▶ _EXERCISE BRIEF_:
Copy out, without alteration, everything in the records below from the line containing "indicate the crowd" down to the line containing "column 663, row 465", with both of those lines included.

▶ _STORED RECORDS_:
□ □ □

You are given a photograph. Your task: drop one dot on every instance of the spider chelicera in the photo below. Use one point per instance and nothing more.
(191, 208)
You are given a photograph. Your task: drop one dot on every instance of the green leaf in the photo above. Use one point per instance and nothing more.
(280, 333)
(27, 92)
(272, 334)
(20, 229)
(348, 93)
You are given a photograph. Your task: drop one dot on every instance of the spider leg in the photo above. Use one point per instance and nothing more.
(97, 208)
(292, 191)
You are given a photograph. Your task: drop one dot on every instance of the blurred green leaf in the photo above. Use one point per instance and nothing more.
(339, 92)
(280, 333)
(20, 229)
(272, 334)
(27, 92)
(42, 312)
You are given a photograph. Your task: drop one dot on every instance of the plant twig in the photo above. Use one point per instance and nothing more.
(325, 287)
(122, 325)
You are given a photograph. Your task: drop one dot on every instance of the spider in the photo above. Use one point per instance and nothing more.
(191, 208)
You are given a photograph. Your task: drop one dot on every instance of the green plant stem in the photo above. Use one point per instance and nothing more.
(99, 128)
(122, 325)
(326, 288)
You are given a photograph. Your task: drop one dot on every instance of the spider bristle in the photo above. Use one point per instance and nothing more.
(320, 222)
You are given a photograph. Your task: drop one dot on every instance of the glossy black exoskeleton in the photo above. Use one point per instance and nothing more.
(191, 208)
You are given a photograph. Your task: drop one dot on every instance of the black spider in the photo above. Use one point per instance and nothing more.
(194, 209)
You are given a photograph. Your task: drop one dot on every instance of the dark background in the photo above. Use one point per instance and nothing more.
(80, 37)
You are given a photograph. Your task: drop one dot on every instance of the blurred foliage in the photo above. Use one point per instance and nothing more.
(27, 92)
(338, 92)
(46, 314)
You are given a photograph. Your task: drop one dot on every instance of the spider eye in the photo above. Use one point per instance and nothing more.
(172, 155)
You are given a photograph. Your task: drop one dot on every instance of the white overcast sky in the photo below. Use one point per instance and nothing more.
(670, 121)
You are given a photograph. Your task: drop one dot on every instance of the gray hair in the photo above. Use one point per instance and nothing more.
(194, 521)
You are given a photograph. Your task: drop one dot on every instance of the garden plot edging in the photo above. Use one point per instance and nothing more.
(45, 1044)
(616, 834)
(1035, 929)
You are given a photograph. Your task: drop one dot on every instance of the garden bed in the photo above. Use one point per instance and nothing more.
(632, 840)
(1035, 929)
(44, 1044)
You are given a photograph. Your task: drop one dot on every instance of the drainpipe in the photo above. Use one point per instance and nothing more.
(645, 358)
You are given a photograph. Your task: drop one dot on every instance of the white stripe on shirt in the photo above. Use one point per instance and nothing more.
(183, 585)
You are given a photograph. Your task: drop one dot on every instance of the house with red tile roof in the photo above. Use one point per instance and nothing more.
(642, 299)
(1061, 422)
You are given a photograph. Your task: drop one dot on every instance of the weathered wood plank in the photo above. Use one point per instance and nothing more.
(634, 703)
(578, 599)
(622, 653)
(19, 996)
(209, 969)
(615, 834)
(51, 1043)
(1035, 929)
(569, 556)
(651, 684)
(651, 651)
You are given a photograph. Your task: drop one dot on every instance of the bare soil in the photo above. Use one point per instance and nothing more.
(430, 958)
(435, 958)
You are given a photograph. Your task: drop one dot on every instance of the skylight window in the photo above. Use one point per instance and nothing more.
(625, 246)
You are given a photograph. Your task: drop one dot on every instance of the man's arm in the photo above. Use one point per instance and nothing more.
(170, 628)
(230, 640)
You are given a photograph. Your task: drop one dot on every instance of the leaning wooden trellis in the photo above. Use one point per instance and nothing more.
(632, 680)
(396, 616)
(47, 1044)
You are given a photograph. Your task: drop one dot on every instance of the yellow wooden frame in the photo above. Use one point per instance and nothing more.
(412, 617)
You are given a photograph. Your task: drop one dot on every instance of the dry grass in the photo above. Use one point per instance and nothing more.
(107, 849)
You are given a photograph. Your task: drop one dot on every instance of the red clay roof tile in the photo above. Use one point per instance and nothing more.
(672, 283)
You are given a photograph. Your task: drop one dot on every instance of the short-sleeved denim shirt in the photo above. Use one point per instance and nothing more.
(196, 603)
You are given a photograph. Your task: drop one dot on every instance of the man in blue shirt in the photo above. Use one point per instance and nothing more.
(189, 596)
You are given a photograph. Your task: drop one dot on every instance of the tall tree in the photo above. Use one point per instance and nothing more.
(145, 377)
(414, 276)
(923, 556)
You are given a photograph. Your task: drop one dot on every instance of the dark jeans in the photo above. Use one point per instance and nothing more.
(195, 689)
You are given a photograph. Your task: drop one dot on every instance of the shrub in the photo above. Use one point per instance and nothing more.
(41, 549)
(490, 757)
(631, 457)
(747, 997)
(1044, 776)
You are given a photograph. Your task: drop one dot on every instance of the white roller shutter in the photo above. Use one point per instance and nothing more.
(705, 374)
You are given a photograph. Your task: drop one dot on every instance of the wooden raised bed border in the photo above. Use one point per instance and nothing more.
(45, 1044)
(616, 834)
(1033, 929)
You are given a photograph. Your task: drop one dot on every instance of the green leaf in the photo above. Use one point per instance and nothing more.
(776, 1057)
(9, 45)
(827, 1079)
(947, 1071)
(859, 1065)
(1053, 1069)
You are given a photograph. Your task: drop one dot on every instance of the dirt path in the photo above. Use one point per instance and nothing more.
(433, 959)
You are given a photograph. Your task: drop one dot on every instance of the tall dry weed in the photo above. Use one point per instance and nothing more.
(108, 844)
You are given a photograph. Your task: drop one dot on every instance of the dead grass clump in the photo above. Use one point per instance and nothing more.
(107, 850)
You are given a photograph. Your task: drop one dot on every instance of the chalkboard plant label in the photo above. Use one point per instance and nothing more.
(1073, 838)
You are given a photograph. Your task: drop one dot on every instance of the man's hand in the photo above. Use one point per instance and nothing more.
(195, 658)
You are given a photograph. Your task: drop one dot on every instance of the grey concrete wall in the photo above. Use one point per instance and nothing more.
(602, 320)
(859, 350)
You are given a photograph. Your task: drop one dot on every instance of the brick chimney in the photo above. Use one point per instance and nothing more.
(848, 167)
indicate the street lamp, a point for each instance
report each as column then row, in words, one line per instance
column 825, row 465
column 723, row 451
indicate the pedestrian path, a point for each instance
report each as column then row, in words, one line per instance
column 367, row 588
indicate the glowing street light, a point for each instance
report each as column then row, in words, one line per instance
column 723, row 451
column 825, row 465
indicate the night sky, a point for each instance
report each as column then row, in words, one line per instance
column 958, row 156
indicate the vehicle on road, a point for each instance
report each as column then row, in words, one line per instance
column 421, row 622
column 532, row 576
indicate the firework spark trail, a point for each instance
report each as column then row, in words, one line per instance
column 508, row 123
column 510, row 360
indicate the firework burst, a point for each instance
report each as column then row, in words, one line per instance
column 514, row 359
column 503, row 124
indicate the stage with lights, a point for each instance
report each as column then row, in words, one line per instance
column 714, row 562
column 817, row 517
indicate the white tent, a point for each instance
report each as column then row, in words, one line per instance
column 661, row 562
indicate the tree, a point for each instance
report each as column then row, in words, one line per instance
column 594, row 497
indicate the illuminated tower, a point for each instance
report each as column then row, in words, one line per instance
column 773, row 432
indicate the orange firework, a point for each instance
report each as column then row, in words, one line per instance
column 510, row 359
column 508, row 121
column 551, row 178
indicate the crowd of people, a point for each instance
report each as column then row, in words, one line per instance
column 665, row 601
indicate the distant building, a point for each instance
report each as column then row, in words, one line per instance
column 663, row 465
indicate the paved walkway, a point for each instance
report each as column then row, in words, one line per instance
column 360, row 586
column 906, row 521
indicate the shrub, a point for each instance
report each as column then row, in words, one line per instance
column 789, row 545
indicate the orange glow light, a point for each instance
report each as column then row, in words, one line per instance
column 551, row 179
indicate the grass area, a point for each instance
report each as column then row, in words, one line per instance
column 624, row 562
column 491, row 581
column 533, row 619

□ □ □

▶ _PROBLEM SOLUTION_:
indicate the crowd of people, a point for each instance
report each as column then row, in words, one line per instance
column 665, row 601
indicate the distant building, a point for each instance
report each as column then row, in words, one line per instance
column 663, row 465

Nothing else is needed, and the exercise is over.